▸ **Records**
^^^^^^^^^^^^^^^^
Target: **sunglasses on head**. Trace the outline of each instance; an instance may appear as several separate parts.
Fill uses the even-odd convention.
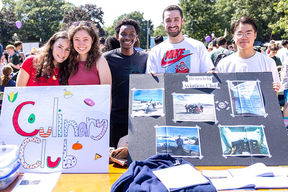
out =
[[[72,23],[72,25],[75,27],[79,26],[81,24],[81,22],[80,21],[75,21],[75,22],[74,22]],[[88,22],[82,22],[82,24],[83,26],[86,26],[86,27],[90,27],[91,26],[91,23]]]

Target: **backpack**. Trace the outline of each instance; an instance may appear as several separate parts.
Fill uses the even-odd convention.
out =
[[[224,57],[226,57],[232,51],[227,50],[225,50],[224,52],[220,53],[218,49],[216,50],[215,51],[216,55],[214,57],[214,59],[213,60],[213,64],[214,65],[214,66],[216,67],[218,64],[219,61]]]

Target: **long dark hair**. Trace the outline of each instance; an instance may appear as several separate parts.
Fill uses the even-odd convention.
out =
^^^^^^^^^^^^^^^^
▸ **WHAT YOU SHOULD DO**
Please rewrite the records from the line that contains "Target: **long dark" through the end of the records, replacing "long dark hair" with "short blond hair" and keeping everything else unchanged.

▸ **EXERCISE SOLUTION**
Target: **short blond hair**. Trace the outline of each instance; an instance may appear as several separate parts.
Fill uses the even-odd convention.
out =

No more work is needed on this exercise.